**SELECTED EXCERPT**.

Teach Your Children Well

Teach Your Children Well

CHC education students learn skills to create a nurturing classroom environment in a partnership with the Morris Arboretum.

As any classroom teacher knows, theirs is a challenging profession. One does not simply walk into a classroom one day and begin to mold young minds. Thorough knowledge of the subject matter and understanding of the ways students learn are key and CHC education majors now have a new way of gaining such skills through a partnership with the Morris Arboretum.

Last June, Debra Chiaradonna, Ph.D., assistant professor of education and chair of the division of teacher education and leadership, was approached by a representative of the arboretum to find out if she was interested in participating in an outreach program for education majors.

Liza Hawley, assistant director of visitor education and youth programs at the arboretum, and former educator and arboretum volunteer, Bette Perlman, hoped to expose pre-service teachers to the benefits of field trips as a way of incorporating botanical and environmental information to these teachers who will someday share this knowledge with students in their own classrooms.

“For me, it is about the importance of the environment and the principles of how children learn from it,” says Chiaradonna. “The classroom is an environmental relationship that teachers are responsible for developing with their students. This collaboration felt like a perfect fit.”

**PROVIDED MATERIAL**.
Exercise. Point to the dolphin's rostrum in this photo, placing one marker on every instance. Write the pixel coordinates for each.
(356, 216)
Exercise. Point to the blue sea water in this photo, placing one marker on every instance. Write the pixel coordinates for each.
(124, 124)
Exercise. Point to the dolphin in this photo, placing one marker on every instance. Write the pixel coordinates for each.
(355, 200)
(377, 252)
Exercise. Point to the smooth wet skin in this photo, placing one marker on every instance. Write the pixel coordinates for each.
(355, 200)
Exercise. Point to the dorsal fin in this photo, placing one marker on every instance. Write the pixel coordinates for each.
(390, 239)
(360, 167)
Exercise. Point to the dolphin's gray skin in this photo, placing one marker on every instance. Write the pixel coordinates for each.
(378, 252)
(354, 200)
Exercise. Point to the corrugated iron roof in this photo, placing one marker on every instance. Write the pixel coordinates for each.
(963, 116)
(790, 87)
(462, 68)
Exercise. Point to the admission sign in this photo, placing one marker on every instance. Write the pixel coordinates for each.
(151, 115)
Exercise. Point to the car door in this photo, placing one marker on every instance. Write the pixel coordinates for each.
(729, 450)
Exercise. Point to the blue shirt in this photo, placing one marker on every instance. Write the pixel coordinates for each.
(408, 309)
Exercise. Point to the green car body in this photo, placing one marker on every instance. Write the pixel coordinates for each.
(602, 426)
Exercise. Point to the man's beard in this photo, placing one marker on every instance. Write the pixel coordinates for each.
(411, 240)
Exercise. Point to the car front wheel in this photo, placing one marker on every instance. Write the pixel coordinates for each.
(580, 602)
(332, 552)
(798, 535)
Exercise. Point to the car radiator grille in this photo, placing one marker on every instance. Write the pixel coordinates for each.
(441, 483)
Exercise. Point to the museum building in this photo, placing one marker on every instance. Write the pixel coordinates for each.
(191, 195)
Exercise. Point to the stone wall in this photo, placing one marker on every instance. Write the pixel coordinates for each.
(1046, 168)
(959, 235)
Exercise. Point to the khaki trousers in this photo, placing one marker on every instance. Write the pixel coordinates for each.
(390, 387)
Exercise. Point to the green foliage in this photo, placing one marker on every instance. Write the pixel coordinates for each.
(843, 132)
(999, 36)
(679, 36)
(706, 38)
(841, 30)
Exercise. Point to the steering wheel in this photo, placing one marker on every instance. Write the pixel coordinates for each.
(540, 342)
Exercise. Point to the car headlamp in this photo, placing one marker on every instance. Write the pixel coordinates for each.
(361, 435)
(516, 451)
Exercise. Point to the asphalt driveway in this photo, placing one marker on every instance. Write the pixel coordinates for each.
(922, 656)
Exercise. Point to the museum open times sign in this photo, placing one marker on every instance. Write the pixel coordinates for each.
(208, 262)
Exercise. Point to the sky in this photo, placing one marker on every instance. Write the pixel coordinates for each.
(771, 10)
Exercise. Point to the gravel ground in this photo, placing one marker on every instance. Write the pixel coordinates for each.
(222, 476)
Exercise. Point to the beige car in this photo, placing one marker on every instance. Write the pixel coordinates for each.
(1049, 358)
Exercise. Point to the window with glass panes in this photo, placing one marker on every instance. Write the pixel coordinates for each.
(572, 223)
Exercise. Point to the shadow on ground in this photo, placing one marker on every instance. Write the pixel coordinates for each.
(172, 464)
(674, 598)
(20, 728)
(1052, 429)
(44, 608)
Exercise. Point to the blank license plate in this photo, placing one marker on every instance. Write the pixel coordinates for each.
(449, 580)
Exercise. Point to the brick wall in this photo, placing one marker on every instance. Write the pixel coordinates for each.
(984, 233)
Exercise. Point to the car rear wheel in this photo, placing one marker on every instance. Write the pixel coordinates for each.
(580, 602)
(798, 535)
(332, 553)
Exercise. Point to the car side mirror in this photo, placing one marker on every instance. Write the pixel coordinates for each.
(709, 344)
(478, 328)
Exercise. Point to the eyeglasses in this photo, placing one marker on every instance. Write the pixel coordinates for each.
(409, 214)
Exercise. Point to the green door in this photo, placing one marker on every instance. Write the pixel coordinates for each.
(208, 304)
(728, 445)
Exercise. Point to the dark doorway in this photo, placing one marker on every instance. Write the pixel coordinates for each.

**WHAT THIS EXERCISE ASKS**.
1. Answer these questions about the article on the Morris Arboretum partnership, each on its own line:
(a) What two positions does Debra Chiaradonna hold?
(b) In which month was she approached by a representative of the arboretum?
(c) What is Liza Hawley's position at the arboretum?
2. Name every person mentioned in the article on the Morris Arboretum partnership.
3. Continue the article on the Morris Arboretum partnership from the point where it ends.

**TASK RESPONSES**.
1.
(a) Assistant professor of education and chair of the division of teacher education and leadership
(b) June
(c) Assistant director of visitor education and youth programs

2. Debra Chiaradonna, Liza Hawley, Bette Perlman

3.
Throughout the course, the CHC students — pre-K and middle school teachers — learn important information about ecology, the environment and botany, and best teaching practices. They conduct hands-on, child-centered activities and learn the theories of learning and teaching framed around the environment.

“I loved how Dr. Chiaradonna opened my eyes to new ways of thinking about educational psychology through the arboretum,” says Julia Katherine Galantich ’18. “Being outside helped me see first-hand connections between teaching and nature and between children and nature … and how outside methods of teaching can help different children learn and grow.

The final class project required students to create a book for a particular age group using content from the arboretum and incorporating principles of learning, such as student motivation and knowledge of students and creativity, to demonstrate best practices in teaching.